WHAT THE TASK ASKS:
Set the records down again in full, with every word kept.

╭─ GIVEN DATA

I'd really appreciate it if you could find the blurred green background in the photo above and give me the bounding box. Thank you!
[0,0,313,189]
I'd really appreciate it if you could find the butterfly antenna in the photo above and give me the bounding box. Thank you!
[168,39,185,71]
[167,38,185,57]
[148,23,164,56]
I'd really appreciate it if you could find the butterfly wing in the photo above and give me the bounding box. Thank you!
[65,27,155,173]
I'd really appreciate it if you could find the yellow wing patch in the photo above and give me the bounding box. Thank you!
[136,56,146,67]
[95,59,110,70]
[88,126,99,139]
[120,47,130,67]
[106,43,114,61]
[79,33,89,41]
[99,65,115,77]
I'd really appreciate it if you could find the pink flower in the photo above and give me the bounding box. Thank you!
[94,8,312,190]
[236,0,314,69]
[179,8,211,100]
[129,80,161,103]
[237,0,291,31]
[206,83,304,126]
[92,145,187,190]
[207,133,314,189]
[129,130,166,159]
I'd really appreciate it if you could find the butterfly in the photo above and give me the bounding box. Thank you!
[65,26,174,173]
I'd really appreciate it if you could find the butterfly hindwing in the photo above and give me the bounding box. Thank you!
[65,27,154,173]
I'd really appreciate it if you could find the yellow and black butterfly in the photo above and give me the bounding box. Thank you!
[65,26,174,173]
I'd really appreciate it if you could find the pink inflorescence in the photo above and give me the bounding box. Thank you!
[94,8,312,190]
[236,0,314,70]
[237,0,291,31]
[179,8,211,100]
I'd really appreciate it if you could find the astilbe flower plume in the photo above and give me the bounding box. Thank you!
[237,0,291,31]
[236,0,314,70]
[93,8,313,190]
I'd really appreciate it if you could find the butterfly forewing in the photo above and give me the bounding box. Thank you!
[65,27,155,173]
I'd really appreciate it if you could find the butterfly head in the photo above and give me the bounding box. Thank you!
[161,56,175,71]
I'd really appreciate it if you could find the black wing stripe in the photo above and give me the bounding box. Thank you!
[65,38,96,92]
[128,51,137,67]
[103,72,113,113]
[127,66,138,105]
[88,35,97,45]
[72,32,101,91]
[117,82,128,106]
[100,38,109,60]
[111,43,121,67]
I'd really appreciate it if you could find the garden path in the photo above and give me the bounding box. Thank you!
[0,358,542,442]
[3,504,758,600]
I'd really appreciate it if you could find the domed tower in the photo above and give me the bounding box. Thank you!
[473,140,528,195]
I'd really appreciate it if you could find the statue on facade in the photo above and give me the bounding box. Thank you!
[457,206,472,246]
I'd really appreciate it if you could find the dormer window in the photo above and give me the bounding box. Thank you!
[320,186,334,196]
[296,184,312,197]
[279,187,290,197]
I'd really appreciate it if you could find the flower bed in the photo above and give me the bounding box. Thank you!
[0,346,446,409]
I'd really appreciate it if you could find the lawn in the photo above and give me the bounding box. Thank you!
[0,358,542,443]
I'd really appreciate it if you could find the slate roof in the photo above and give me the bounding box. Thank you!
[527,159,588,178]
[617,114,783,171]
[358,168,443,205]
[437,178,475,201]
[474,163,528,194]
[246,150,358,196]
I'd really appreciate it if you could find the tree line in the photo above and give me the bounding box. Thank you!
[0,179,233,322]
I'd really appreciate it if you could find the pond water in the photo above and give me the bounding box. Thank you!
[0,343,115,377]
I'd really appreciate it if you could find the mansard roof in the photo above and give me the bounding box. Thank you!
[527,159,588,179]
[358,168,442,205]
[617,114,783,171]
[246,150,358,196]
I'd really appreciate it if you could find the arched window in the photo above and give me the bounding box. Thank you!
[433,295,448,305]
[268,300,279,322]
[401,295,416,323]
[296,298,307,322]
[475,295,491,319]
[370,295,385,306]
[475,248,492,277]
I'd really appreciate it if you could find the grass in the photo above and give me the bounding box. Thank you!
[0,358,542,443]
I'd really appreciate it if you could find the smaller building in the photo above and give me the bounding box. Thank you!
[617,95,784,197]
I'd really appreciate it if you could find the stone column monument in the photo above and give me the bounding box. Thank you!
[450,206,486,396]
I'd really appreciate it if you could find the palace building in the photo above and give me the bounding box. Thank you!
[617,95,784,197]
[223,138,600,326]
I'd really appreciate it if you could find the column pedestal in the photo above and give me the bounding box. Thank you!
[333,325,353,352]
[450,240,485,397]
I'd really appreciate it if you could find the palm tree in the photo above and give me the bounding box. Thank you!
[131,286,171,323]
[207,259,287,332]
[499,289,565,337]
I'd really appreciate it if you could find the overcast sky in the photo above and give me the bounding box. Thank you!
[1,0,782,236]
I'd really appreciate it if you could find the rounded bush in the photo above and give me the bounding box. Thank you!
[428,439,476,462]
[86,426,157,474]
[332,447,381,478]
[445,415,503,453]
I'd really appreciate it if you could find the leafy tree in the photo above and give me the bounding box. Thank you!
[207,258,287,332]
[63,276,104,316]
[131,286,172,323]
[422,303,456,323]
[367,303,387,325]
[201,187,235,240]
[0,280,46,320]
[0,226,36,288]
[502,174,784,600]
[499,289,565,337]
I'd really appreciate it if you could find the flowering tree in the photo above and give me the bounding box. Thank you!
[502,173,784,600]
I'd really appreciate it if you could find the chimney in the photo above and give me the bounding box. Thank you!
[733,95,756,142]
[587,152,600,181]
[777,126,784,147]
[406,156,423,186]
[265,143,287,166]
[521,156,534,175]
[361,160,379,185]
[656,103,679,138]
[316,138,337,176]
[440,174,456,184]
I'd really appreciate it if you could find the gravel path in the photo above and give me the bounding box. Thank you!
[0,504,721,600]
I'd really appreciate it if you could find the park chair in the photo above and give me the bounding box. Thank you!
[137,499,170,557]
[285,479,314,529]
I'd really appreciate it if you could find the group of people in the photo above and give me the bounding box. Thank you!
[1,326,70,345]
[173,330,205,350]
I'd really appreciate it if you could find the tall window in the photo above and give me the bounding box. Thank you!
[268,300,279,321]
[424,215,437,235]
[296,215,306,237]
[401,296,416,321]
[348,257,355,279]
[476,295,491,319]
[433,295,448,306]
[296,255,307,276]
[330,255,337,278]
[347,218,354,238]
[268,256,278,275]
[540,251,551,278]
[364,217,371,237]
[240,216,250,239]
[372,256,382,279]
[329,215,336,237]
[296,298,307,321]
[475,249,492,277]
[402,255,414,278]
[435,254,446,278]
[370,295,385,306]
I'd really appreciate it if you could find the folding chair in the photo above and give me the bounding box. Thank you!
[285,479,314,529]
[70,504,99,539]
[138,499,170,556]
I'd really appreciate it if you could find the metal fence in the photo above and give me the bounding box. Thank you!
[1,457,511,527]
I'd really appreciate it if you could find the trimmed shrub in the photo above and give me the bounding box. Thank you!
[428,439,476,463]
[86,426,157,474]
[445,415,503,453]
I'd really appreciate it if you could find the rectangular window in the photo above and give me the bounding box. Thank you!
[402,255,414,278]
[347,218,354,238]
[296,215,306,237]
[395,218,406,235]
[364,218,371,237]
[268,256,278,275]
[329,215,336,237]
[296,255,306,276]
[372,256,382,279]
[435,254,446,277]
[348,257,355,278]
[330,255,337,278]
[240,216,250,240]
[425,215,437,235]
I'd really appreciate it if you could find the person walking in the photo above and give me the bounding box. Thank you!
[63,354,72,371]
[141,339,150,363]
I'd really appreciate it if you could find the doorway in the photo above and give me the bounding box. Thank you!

╰─

REPLY:
I'd really appreciate it if you could find the blurred green background in the photo above and give me the bounding box. Thank you!
[0,0,313,189]
I'd really appreciate it if you could find the butterfly antenna in the photo above and give me the bounding box. Thank you!
[168,39,185,71]
[167,38,185,57]
[148,23,164,56]
I'd really appreciate it if you could find the butterfly wing in the photo above and give me the bounding box. Thank you!
[65,27,155,173]
I'd really appreciate it if you could find the yellow wing patch in the photo above and give me the bounding box. Thank you!
[136,56,146,67]
[95,59,110,70]
[88,126,99,139]
[120,47,130,67]
[106,43,114,61]
[79,33,89,41]
[99,65,115,77]
I'd really appreciate it if you could find the pink flower in the photo above and give me the bounding box. Thank you!
[94,8,312,190]
[236,0,314,69]
[179,8,211,100]
[129,80,161,103]
[237,0,291,31]
[206,83,304,126]
[92,145,187,190]
[207,133,314,189]
[129,130,166,159]
I'd really appreciate it if you could find the butterfly in the photo above and give me the bounding box. Thank you!
[65,26,174,173]
I'd really appreciate it if you could find the butterfly hindwing in the photo above and give me the bounding box. Thank you!
[65,27,154,173]
I'd really appreciate it if you could find the yellow and black butterfly in the photo above and give me the bounding box. Thank you!
[65,26,174,173]
I'd really appreciate it if you could find the pink inflorescence in the photo above and give me the bounding box. Thank you!
[94,8,312,190]
[236,0,314,70]
[237,0,291,31]
[179,8,211,100]
I'd really appreciate it if you could find the astilbe flower plume in the photo above and give me the bounding box. Thank you!
[237,0,291,31]
[236,0,314,70]
[93,8,313,190]
I'd really appreciate it if you could find the butterfly forewing in the photo above and give me the bounding box. Thank you!
[65,27,155,173]
I'd really appreciate it if you could find the butterfly head in the photo above and give me the bounding box. Thank you!
[161,56,175,71]
I'd really appreciate it if you could find the black wing stripe in the photo above and give me the bounding box. Thank you!
[65,38,96,92]
[128,51,137,67]
[103,72,113,113]
[127,66,138,105]
[88,35,97,45]
[72,32,101,91]
[117,82,128,106]
[100,38,109,60]
[111,43,121,67]
I'd really appreciate it if you could find the garden path in the photo above and give me the bounding box. Thank you!
[0,358,542,442]
[3,504,758,600]
I'd really appreciate it if you could find the domed tower in the photo above and give me the bounding box. Thank you!
[473,140,528,195]
I'd really appreciate it if you could find the statue on facade in the photo above and give me the bounding box. Thank you!
[457,206,472,246]
I'd really appreciate it if you could find the dormer window in the photo above and give me the bounding box. Thank you!
[320,186,334,196]
[296,184,312,197]
[279,187,290,197]
I'd really appreciate it if you could find the flower bed in the photo above and give me the bounding box. Thank you!
[0,346,446,409]
I'd really appreciate it if you could find the lawn in the photo above and give me the bounding box. Thank you!
[0,358,542,443]
I'd really appreciate it if you could find the slate roof in the photo above and give me the bounding box. Thank you!
[527,159,588,178]
[617,114,783,171]
[358,168,443,205]
[437,178,475,201]
[474,163,528,194]
[246,150,358,196]
I'd really appreciate it if you could find the tree line in the photo above and give me the bounding box. Thank you!
[0,179,233,322]
I'd really appreciate it if you could find the pond water in the photo above and give me the bounding box. Thank you!
[0,343,115,377]
I'd really appreciate it if you could find the mansard roof in the photo above and give me the bounding box. Thank you!
[527,159,588,179]
[358,168,442,205]
[617,114,783,171]
[246,150,358,196]
I'd really appreciate it if you could find the arched window in the photo above and give me the bounding box. Thank you!
[433,295,448,305]
[268,300,279,322]
[401,295,416,323]
[296,298,307,322]
[475,295,491,319]
[370,295,385,306]
[475,248,492,277]
I'd really appreciate it if you could find the grass in the photo above and give me the bounding box. Thank you!
[0,358,542,443]
I'd really appreciate it if you could find the smaller building in the photo above and give me the bounding box. Thank you!
[617,95,784,197]
I'd really appreciate it if you could find the stone column monument in the photo above and give me the bounding box. Thank you!
[450,206,486,396]
I'd really appreciate it if you could find the palace building in the photo above and give me the bounding box. Thank you!
[617,95,784,197]
[223,138,600,326]
I'd really appreciate it if you could find the column pedestal in the photo above and give me the bounding box. Thank you!
[333,325,353,352]
[450,240,485,397]
I'd really appreciate it if you could find the palm tree in the photo above and give me the bounding box. Thank you!
[131,286,171,323]
[207,259,287,332]
[499,289,565,337]
I'd really appreciate it if you could find the overcast sky in the photo above and give me the bounding box. Thank you!
[1,0,782,236]
I'd really appreciate it if you could find the rounded bush in the photo above and give me the bounding box. Thank you!
[428,439,476,462]
[86,426,157,474]
[332,447,381,478]
[445,415,503,453]
I'd really appreciate it if you could find the leafy tree in the photo above and give me the bounding box. Thank you!
[207,258,287,332]
[63,276,104,316]
[131,286,172,323]
[422,303,456,323]
[367,303,387,325]
[201,187,235,240]
[0,280,46,320]
[0,226,36,288]
[502,174,784,600]
[499,289,565,337]
I'd really appreciate it if you could find the flowering tree in the photo above and give me the bounding box. Thank you!
[502,173,784,600]
I'd really appreciate it if you could find the chimney in the photo above and give me the bounding box. Thank you!
[733,95,756,142]
[587,152,600,181]
[777,126,784,147]
[406,156,423,186]
[265,143,287,166]
[521,156,534,175]
[361,160,379,185]
[656,103,679,138]
[316,138,337,176]
[440,174,456,184]
I'd really appreciate it if you could find the gravel path in the photo above and give me the bounding box. Thank you!
[0,504,721,600]
I'd really appreciate it if you could find the park chair in the photo above and give me the bounding box. Thank you!
[137,499,170,557]
[285,479,314,529]
I'd really appreciate it if you could find the group of people in the photo above and give me the bounding box. Thank you!
[1,326,70,345]
[173,330,205,350]
I'd really appreciate it if you could find the tall window in the photo above and give me the bounding box. Thank you!
[268,300,279,321]
[424,215,437,235]
[296,215,306,237]
[401,296,416,321]
[348,257,355,279]
[476,295,491,319]
[433,295,448,306]
[296,255,307,276]
[330,255,337,278]
[347,218,354,238]
[268,256,278,275]
[540,251,551,278]
[364,217,371,237]
[240,216,250,239]
[372,256,382,279]
[329,215,336,237]
[296,298,307,321]
[475,249,492,277]
[402,255,414,278]
[435,254,446,278]
[370,295,385,306]
I'd really appreciate it if you could find the folding chair in the photo above and give me the bounding box. Thank you!
[285,479,314,529]
[70,504,99,539]
[138,499,170,556]
I'd really appreciate it if you could find the metal fence in the photo above and give me the bounding box. Thank you!
[1,457,511,527]
I'd really appreciate it if you could find the trimmed shrub in the photo above and give me the bounding box. Thank you!
[428,439,476,463]
[86,426,157,474]
[445,415,503,453]
I'd really appreciate it if you could find the rectangular window in the photo above and give me the bounding box. Thank you!
[402,255,414,278]
[347,218,354,238]
[296,215,306,237]
[395,218,406,235]
[364,218,371,237]
[268,256,278,275]
[329,215,336,237]
[296,255,306,276]
[372,256,382,279]
[435,254,446,277]
[348,257,355,278]
[330,255,337,278]
[240,216,250,240]
[425,215,437,235]
I'd really appreciate it if you could find the person walking in the photo above and give me the bounding box. Thank you!
[63,354,72,371]
[141,339,150,363]
I'd really appreciate it if you could find the doorway in the photo above and give me the bounding box. Thank you!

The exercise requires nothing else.